** AUFGABE A **
Auf welche Speicherstelle zeigt pNeu laut dem Auszug, wenn die Variable Student.iErgebnis an Byteadresse 1000 liegt?
** AUFGABE B **
Übertrage aus dem Auszug wortgetreu die Stelle, die mit „Mal angenommen die“ beginnt und nach „teil der aufgabenstellung.“ endet.

======== AUSZUG

So wie du es dort geschrieben hast, wird der Zeiger pNeu auf die Adresse der Variablen "Student_.iErgebnis" minus 1 gesetzt.
Mal angenommen die Variable Student.iErgebnis liegt im Speicher an Byteadresse 1000. dann zeigt pNeu auf Speicherstelle 999. Und da willst du sicherlich nicht drauf zugreifen ;-)

Warum überhaupt der Umweg über Zeiger und keine direkte Zuweisung?_


----------



## stift (2 Mai 2011)

im anhang ein bild, wie das programm schlussendlich funktionieren soll. ich hab das ganze auch bereits hinbekommen, allerdings nicht über call by reference. und das ist teil der aufgabenstellung.


----------



## Thomas_v2.1 (2 Mai 2011)

================
======== DATENSÄTZE

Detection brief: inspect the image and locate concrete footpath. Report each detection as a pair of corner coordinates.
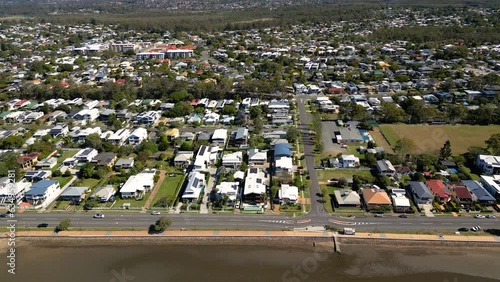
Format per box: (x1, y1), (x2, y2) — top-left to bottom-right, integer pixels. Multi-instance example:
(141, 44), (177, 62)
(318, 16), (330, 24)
(0, 230), (500, 244)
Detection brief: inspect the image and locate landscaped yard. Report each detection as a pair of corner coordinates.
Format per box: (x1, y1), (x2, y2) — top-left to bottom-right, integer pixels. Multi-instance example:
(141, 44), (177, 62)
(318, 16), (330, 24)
(151, 174), (184, 206)
(316, 169), (372, 182)
(374, 124), (500, 154)
(52, 176), (74, 188)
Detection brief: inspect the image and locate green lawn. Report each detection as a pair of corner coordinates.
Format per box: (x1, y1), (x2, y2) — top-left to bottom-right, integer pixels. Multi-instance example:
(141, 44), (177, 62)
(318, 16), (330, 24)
(317, 170), (372, 182)
(151, 174), (184, 206)
(52, 176), (75, 188)
(52, 150), (78, 171)
(380, 124), (500, 154)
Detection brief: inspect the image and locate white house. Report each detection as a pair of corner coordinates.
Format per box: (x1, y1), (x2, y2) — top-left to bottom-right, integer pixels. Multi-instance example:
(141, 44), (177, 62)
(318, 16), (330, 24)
(211, 129), (227, 147)
(0, 181), (31, 205)
(243, 167), (266, 204)
(476, 155), (500, 174)
(222, 151), (243, 169)
(120, 173), (154, 199)
(216, 182), (239, 205)
(73, 148), (99, 163)
(248, 149), (267, 165)
(278, 184), (299, 205)
(182, 171), (206, 202)
(194, 145), (219, 170)
(128, 127), (148, 145)
(25, 180), (60, 206)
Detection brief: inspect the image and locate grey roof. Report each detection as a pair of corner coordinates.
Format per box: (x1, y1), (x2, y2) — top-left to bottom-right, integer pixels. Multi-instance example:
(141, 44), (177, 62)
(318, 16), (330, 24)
(408, 181), (434, 199)
(462, 180), (495, 201)
(61, 187), (89, 197)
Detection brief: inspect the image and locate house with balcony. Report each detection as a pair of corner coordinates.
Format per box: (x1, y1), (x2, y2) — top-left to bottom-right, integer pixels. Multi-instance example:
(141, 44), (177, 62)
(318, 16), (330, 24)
(25, 180), (60, 207)
(128, 127), (148, 145)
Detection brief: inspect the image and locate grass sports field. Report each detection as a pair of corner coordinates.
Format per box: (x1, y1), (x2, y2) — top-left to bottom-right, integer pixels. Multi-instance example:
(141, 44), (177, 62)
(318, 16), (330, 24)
(374, 124), (500, 154)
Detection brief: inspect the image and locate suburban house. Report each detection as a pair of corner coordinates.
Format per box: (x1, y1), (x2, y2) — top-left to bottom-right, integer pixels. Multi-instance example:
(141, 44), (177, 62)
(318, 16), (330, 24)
(212, 129), (227, 147)
(362, 188), (392, 211)
(24, 170), (52, 182)
(274, 143), (293, 173)
(73, 148), (99, 163)
(425, 179), (451, 204)
(90, 185), (116, 203)
(333, 155), (361, 168)
(243, 167), (266, 204)
(216, 181), (240, 206)
(59, 187), (89, 204)
(17, 152), (40, 169)
(222, 151), (243, 169)
(377, 160), (396, 176)
(115, 159), (135, 169)
(231, 127), (249, 146)
(182, 171), (206, 202)
(91, 152), (118, 168)
(49, 124), (69, 138)
(35, 157), (57, 169)
(391, 189), (412, 212)
(408, 181), (434, 205)
(107, 128), (130, 146)
(174, 151), (193, 167)
(476, 155), (500, 174)
(25, 180), (60, 207)
(333, 189), (361, 208)
(120, 172), (154, 200)
(447, 182), (473, 209)
(128, 127), (148, 145)
(481, 175), (500, 200)
(0, 181), (31, 205)
(194, 145), (219, 170)
(462, 180), (496, 206)
(248, 149), (267, 166)
(273, 184), (299, 205)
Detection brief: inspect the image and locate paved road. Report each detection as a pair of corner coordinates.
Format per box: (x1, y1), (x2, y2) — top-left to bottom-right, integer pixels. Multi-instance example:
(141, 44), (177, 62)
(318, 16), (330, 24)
(296, 96), (327, 217)
(4, 212), (500, 232)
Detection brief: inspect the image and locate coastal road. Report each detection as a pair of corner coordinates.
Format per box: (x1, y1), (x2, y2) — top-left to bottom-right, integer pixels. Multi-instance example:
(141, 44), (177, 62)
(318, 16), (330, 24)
(296, 96), (327, 217)
(0, 212), (500, 232)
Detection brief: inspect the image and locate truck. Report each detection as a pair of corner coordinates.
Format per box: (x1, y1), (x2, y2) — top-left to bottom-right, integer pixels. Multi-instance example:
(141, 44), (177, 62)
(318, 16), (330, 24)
(342, 228), (356, 235)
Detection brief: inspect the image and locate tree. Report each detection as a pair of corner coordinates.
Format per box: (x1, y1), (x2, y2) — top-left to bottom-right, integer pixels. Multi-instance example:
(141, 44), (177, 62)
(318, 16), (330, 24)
(485, 133), (500, 156)
(55, 219), (71, 232)
(149, 216), (172, 234)
(286, 126), (300, 143)
(439, 140), (452, 160)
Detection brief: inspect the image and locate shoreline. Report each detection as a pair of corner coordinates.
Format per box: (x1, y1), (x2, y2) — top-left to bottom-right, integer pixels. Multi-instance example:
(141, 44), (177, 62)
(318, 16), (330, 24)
(0, 233), (500, 249)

================

** ERGEBNIS A **
Auf Speicherstelle 999.

** ERGEBNIS B **
Mal angenommen die Variable Student.iErgebnis liegt im Speicher an Byteadresse 1000. dann zeigt pNeu auf Speicherstelle 999. Und da willst du sicherlich nicht drauf zugreifen ;-)

Warum überhaupt der Umweg über Zeiger und keine direkte Zuweisung?_


----------



## stift (2 Mai 2011)

im anhang ein bild, wie das programm schlussendlich funktionieren soll. ich hab das ganze auch bereits hinbekommen, allerdings nicht über call by reference. und das ist teil der aufgabenstellung.